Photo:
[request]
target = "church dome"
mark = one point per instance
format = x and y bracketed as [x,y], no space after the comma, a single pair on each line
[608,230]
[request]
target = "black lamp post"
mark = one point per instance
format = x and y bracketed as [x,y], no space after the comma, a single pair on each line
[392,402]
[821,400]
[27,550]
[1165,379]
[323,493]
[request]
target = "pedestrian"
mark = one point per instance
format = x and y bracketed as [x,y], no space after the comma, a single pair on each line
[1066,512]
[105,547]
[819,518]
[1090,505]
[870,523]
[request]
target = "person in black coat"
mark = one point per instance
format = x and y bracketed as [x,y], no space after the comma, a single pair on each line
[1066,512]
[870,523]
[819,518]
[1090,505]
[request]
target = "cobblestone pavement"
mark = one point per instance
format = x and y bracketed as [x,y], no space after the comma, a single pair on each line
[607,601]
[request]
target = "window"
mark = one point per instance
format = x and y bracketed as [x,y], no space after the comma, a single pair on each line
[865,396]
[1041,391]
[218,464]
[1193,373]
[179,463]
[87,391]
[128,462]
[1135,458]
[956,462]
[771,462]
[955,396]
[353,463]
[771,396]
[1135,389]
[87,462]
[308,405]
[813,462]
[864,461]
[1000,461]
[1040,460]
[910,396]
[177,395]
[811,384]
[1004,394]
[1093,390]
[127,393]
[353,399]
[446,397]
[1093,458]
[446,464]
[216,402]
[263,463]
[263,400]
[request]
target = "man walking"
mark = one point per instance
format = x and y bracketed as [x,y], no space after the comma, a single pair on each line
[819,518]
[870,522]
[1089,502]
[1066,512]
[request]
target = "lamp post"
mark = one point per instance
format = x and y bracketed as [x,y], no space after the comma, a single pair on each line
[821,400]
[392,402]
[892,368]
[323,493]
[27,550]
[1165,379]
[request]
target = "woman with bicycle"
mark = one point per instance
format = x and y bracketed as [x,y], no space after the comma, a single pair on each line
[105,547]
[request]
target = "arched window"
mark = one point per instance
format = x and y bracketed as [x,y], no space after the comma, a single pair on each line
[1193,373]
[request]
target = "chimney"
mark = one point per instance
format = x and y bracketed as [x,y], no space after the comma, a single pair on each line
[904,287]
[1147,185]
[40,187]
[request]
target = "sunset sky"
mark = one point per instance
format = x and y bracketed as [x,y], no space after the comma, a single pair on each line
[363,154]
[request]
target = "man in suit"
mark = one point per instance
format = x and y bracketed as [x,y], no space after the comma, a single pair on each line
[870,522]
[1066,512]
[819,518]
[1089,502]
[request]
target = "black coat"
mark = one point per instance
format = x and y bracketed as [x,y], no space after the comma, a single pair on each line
▬▬▬▬▬▬
Your task is to return the full listing exactly as it was given.

Photo:
[request]
target = "church dome"
mark = one point per instance
format = x and y bracketed as [x,y], no space after the comma, a single pair on each line
[608,230]
[request]
target = "black lamp post"
mark = one point per instance
format = x and y bracketed as [x,y], no space after the comma, a single pair on each line
[392,402]
[821,400]
[27,550]
[1165,379]
[323,493]
[request]
target = "pedestrian"
mark = one point per instance
format = x and y bracketed as [x,y], no space after the comma, a single pair on each line
[1066,512]
[105,547]
[819,518]
[1090,505]
[870,523]
[request]
target = "person in black coat"
mark = one point per instance
format = x and y bracketed as [x,y], no space after the comma, a single pair on each line
[1066,512]
[870,523]
[819,518]
[1090,505]
[request]
target = "cobblestone pavement"
mark = one point per instance
format = x and y bracketed as [x,y], no space after the comma, a single pair on each line
[607,601]
[request]
target = "window"
mark = one point per instance
format = x and y bracketed as [x,y], no space after the comma, a single pair on each line
[865,396]
[1041,391]
[218,464]
[1193,373]
[179,463]
[87,391]
[128,462]
[1135,458]
[956,462]
[771,462]
[955,396]
[353,463]
[771,396]
[1135,389]
[87,462]
[308,405]
[813,462]
[864,461]
[1000,461]
[1040,460]
[910,396]
[177,395]
[811,384]
[1004,394]
[1093,390]
[127,393]
[353,399]
[446,397]
[1093,458]
[446,464]
[216,402]
[263,463]
[263,400]
[request]
target = "man walking"
mark = one point per instance
format = x and y bracketed as [x,y], no space after the comma, a single pair on each line
[819,518]
[870,522]
[1089,502]
[1066,512]
[request]
target = "lamp post"
mark = one point per instance
format = x and y bracketed as [x,y], no space after the comma, a single pair on each line
[821,400]
[392,402]
[892,368]
[323,493]
[27,550]
[1165,379]
[request]
target = "woman with bicycle"
mark = one point per instance
format = x and y bracketed as [x,y], no space after the comma, a single pair on each line
[105,547]
[request]
target = "arched window"
mark = one point per instance
format = x and y bracketed as [x,y], no space after the comma, a single pair on each line
[1193,373]
[request]
target = "chimney"
mark = one point per instance
format = x and y bracketed as [x,y], no space after the comma, a single pair on each line
[904,287]
[1147,185]
[40,187]
[request]
target = "sunset sky"
mark = one point per instance
format = x and y bracketed as [x,y], no space after the comma, a single pair on each line
[363,154]
[request]
target = "man in suit"
mark = one point per instance
format = x and y bracketed as [x,y], no space after the comma, a single pair on each line
[870,522]
[1066,512]
[819,518]
[1089,502]
[request]
target = "black coat"
mark = one point per instance
format = x and y bracketed as [x,y], no space after the comma, a single pair on each line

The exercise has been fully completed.